Part III: The Ongoing Revolution

The year 1952 is a watershed in Bolivian history, perhaps the first time the peasants in the Bolivian countryside were affected on a large scale by political activity since the days when Pizarro came searching for gold some four centuries earlier. The Movimiento Nacional Revolucionario (MNR), an essentially middle class party engineered a revolution in 1952 that transformed Bolivian society by mobilizing support among the nation's poor.

The MNR armed the mineworkers, traditionally the most leftist group in Bolivia, with rifles and organized them into local militia units. And, correctly assessing the potential of the dormant masses in the countryside, MNR representatives moved into the towns and villages around La Paz and Cochabamba to awake the peasants to an awareness of the injustices they had suffered for so long. Were the peasants to continue to work as slaves, the MNR asked, to put meat on the tables of the hacendados, the large estate owners, while they themselves had to eat potatoes?

On the appointed day in April, 1952, truckload after truckload of gun-toting peasants, many of whom had never traveled more than ten miles from their native communities, were driven to La Paz, where they marched through the streets chanting the slogans of the MNR and, within three days, had assured the success of the Revolution.

The peasants received their just reward from the revolution they had sparked. The reforma agraria, or land reform, distributed among the peasants the land they had already seized from the huge plantations in the countryside. The former peons became small landholders, each with his own individual tract. And, with their new economic position, the peasants experienced a rise in social status. No longer were they to be called indios, or Indians, a term Europeans had used to stigmatize them as inferior beings. From now on they were to be called campesinos, a word whose literal definition--"peasant"--conveys nothing of the sense of pride and identity it implies for this once tyrannized people.

In the more than two decades since the Revolution, Bolivian politics has largely returned to its former instability. A military coup in 1964 ended the 12 years of democracy, and three successive displays of power by the military in 1970 and 1971 have returned the Bolivian political scene to its normal unpredictable state. The campesinos are once again an oppressed people, deprived of political rights, socially scorned and economically submerged. But the effects of 1952 and the reforma agraria persist. No longer can the peasants remain isolated from the rest of the nation. Most have been integrated into the national economy. More and more learn Spanish in place of their Indian tongue and replace their traditional costume with modern dress. The Indian world finds itself simultaneously tugged in two directions, both backward by its inherited past and forward by the allure of modern Western society. The sacrifice of the past to the present is only a matter of time. Meanwhile, however, the contradictions of the transition persist, and perhaps nowhere are those contradictions as apparent as in the religious life of the Bolivian people.

▸ TASK DESCRIPTION
Rewrite the text on Bolivia's 1952 revolution from "The peasants received" up to and including "once tyrannized people.", updating it so that "small landholders" becomes "smallholders".

Rows from a dataset:
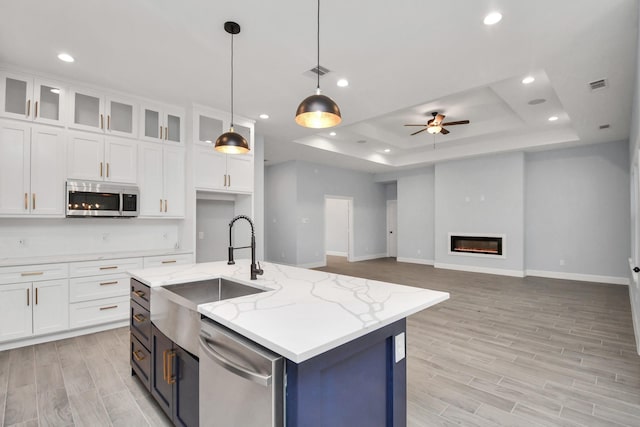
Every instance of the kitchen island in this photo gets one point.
(343, 337)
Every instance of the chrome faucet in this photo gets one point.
(255, 268)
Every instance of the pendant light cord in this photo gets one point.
(318, 45)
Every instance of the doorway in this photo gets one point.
(338, 236)
(392, 228)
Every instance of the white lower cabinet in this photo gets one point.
(33, 308)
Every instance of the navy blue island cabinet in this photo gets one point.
(360, 383)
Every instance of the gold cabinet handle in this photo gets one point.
(115, 282)
(32, 273)
(171, 379)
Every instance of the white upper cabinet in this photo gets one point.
(162, 124)
(99, 158)
(93, 111)
(32, 170)
(33, 99)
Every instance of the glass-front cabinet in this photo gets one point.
(28, 98)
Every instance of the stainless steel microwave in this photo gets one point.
(101, 199)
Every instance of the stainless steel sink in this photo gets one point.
(174, 308)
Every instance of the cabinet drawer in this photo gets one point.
(163, 260)
(33, 273)
(90, 288)
(140, 293)
(141, 361)
(106, 310)
(102, 267)
(140, 323)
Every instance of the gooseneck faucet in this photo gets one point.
(255, 268)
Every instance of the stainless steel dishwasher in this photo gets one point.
(241, 383)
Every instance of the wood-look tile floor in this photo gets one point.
(501, 352)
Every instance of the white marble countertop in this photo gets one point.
(305, 312)
(54, 259)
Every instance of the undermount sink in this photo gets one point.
(211, 290)
(174, 309)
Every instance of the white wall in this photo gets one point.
(577, 211)
(337, 227)
(416, 212)
(481, 195)
(70, 236)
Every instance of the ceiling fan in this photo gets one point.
(435, 125)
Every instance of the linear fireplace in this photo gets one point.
(476, 244)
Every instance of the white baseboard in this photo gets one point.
(368, 257)
(486, 270)
(579, 277)
(62, 335)
(416, 260)
(337, 253)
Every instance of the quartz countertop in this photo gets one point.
(54, 259)
(304, 312)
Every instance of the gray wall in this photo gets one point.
(578, 210)
(416, 215)
(337, 226)
(481, 195)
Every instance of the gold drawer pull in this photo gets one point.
(32, 273)
(115, 282)
(139, 318)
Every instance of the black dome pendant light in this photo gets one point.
(318, 111)
(232, 142)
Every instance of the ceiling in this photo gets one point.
(403, 59)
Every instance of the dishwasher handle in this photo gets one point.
(264, 380)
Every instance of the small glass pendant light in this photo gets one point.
(318, 111)
(232, 142)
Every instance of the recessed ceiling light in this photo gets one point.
(65, 57)
(492, 18)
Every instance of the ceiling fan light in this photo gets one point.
(231, 143)
(318, 112)
(434, 129)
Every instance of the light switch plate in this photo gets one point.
(400, 347)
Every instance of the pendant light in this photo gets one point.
(232, 142)
(318, 111)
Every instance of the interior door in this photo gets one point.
(392, 228)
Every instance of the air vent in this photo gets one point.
(598, 84)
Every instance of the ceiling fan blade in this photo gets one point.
(459, 122)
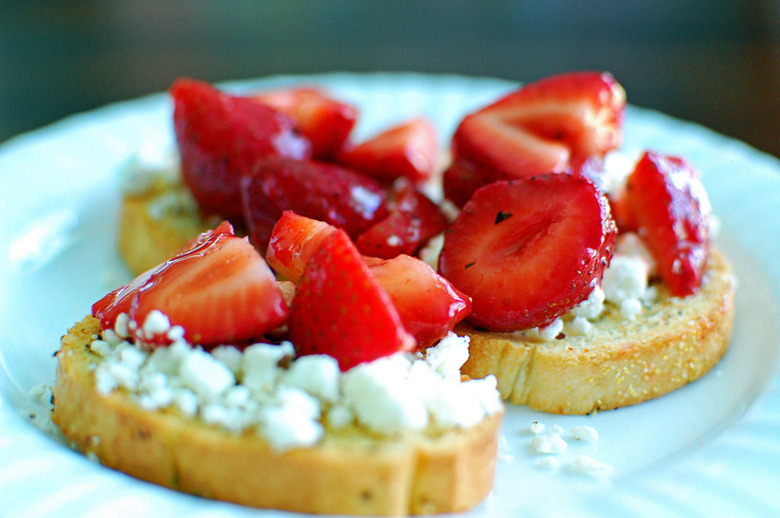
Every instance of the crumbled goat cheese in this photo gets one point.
(550, 331)
(553, 446)
(585, 433)
(626, 278)
(549, 443)
(591, 307)
(287, 399)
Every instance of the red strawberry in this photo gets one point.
(409, 150)
(461, 179)
(220, 291)
(413, 220)
(326, 122)
(318, 190)
(552, 125)
(341, 310)
(221, 137)
(670, 207)
(429, 306)
(529, 250)
(293, 241)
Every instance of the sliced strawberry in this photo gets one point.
(529, 250)
(409, 150)
(549, 126)
(621, 212)
(670, 207)
(326, 192)
(221, 137)
(323, 120)
(293, 241)
(413, 220)
(220, 291)
(341, 310)
(461, 179)
(428, 304)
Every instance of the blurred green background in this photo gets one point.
(716, 63)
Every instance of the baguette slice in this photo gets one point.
(349, 472)
(619, 362)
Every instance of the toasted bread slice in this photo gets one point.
(349, 472)
(618, 362)
(155, 223)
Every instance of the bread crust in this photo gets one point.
(349, 472)
(619, 362)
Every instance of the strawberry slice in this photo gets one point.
(323, 120)
(408, 150)
(553, 125)
(293, 241)
(340, 309)
(529, 250)
(428, 304)
(413, 220)
(461, 179)
(326, 192)
(221, 137)
(220, 291)
(668, 202)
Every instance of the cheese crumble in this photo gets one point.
(289, 400)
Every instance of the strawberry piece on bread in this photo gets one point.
(341, 310)
(407, 150)
(319, 190)
(529, 250)
(428, 304)
(324, 121)
(413, 220)
(665, 198)
(220, 290)
(294, 239)
(552, 125)
(221, 137)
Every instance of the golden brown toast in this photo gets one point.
(618, 362)
(350, 471)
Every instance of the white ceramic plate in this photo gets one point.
(711, 448)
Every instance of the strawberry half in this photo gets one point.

▸ EXERCISE RESPONSE
The peasants received their just reward from the revolution they had sparked. The reforma agraria, or land reform, distributed among the peasants the land they had already seized from the huge plantations in the countryside. The former peons became smallholders, each with his own individual tract. And, with their new economic position, the peasants experienced a rise in social status. No longer were they to be called indios, or Indians, a term Europeans had used to stigmatize them as inferior beings. From now on they were to be called campesinos, a word whose literal definition--"peasant"--conveys nothing of the sense of pride and identity it implies for this once tyrannized people.